*** Opening Text shown ***

The level of complexity in the design, and ambiguity with regards to availability of information can compound intended secondary analyses to varying degrees. While accurate description of trials and the data being shared is an issue that in principle can be tackled, handling complexity in trial design is more challenging. The challenges that exist in the reuse of data are further exaggerated when data from multiple studies are reused and pooled; as with our examples. Re-analysis of data from a single trial may not always be impaired by limited understanding of the original study. In such cases, most aspects of the study design will remain similar for all participants and are thus less likely to influence the results. However, in a pooled analysis, which poses a special case of data reuse that is particularly useful for increasing sample sizes and for making comparisons that are otherwise not possible, even slight differences between pooled datasets could present a source of heterogeneity. Baseline differences between cohorts, differences in which patient characteristics and outcome measures are used and how they are recorded, as well as missing values, can all affect the planned analysis. A thorough understanding of all aspects of the studies, as well as selection of appropriate statistical methods, therefore, becomes imperative.
This added layer of complexity, introduced when data are combined across trials, requires that these pool-and-reuse studies themselves be carefully designed beforehand, very much like clinical trials. However, this careful design can only happen when highly detailed information about the original studies is provided. Projects, such as that described in Goldacre et al., look to link clinical trials with relevant trial documentation such as protocols, reports, and trial forms, as well as other literature of potential interest. This is a step in the right direction to provide researchers with the critical information needed when reusing trial datasets [7].

*** Closing Text shown ***
*** Opening Data ***

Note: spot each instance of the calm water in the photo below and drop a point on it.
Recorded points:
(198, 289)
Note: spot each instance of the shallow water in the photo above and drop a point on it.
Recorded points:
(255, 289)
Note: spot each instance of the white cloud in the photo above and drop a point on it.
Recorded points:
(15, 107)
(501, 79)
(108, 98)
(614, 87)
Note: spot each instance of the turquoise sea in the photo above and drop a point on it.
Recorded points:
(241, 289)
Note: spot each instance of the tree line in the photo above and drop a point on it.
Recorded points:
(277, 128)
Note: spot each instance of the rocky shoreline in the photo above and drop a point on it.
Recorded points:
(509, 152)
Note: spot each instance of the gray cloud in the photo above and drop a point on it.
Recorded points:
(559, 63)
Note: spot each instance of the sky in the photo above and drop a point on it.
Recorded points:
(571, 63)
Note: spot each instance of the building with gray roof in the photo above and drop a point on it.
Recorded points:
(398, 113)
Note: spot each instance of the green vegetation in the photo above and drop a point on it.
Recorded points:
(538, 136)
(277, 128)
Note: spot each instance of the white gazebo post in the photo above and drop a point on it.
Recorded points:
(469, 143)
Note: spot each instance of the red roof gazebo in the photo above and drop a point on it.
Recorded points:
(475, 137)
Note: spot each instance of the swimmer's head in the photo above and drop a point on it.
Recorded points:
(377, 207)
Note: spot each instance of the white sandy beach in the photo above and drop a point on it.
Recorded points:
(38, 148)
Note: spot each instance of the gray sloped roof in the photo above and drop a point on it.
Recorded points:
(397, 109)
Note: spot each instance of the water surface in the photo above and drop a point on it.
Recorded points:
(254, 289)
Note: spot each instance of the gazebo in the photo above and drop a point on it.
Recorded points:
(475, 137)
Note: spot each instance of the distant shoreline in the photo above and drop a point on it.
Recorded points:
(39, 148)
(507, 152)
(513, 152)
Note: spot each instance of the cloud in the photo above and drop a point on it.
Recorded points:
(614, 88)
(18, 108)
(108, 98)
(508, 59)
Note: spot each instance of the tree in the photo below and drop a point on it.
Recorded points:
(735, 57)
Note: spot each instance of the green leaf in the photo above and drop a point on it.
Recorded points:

*** Closing Data ***

* Goal of the exercise
Answer these questions about the text on reusing and pooling clinical trial data.
(a) Which three sources of difference between pooled datasets does the text say can all affect the planned analysis?
(b) For what two purposes does the text call a pooled analysis particularly useful?
(c) What does the project described in Goldacre et al. seek to link clinical trials with?
The records have no connection to the text.

* Response to the task
(a) Baseline differences between cohorts, differences in which patient characteristics and outcome measures are used and how they are recorded, and missing values.
(b) Increasing sample sizes and making comparisons that are otherwise not possible.
(c) Relevant trial documentation such as protocols, reports, and trial forms, as well as other literature of potential interest.